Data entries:
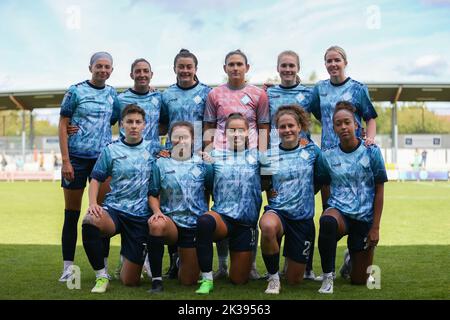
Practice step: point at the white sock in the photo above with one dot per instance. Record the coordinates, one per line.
(275, 276)
(67, 264)
(207, 275)
(223, 262)
(101, 273)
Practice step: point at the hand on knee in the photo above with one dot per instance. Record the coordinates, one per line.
(328, 225)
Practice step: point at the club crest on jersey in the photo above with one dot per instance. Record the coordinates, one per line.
(197, 99)
(304, 155)
(245, 99)
(155, 101)
(300, 97)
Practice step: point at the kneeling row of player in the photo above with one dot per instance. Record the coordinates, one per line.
(173, 209)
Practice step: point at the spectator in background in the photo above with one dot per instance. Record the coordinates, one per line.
(417, 161)
(41, 161)
(19, 163)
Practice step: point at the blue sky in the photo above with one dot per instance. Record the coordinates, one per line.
(46, 44)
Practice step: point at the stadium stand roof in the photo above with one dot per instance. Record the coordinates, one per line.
(386, 92)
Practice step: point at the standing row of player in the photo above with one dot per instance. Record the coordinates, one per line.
(92, 107)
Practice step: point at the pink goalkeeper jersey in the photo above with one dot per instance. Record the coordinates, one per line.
(250, 101)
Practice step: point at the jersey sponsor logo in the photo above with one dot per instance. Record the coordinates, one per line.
(245, 99)
(336, 164)
(304, 155)
(300, 97)
(251, 159)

EXERCISE AIM: Retype the entries word for word. Omit any images.

SOLVED EXERCISE:
Practice step: point at the white sock in the photo above with one dot per instance. Record the coordinates, one per line.
(275, 276)
(67, 264)
(207, 275)
(223, 262)
(101, 273)
Practice step: point at the hand on knee in the photo above with one dot per instance. Record the coordinates, one per line.
(328, 225)
Practice step: point at the club crest on jersey in the photo above with one dot per instance. Record the coordinates, one per line.
(197, 99)
(304, 155)
(245, 99)
(155, 101)
(300, 97)
Practice step: point at the kneeling row of player in the photo above with one dot per instance. Record the coordinates, one per line.
(173, 209)
Practice step: point at the spectator in background in the photo above with one dot per instance. Record the coordinates, one per line.
(417, 161)
(41, 161)
(19, 163)
Practice step: point at the blue sky in the photo above with one dot per instance. Record the coordinates, one per line.
(46, 44)
Practice step: point at the stadium stand roof in the photo above with one dot per instance. Record the coordinates, one per line.
(386, 92)
Practice step: point at the standing row of player in the photo above with one dot per instance. Record the coordinates, one per line.
(92, 107)
Practice step: point at the pink goalkeeper jersey in the photo above with one dot per instance. Record the coordinates, one per line.
(250, 101)
Practice step: point at the jersey sponsor logo in the photo above with one dot per instance. Record the coordinates, one per line.
(245, 99)
(336, 164)
(304, 155)
(300, 97)
(251, 159)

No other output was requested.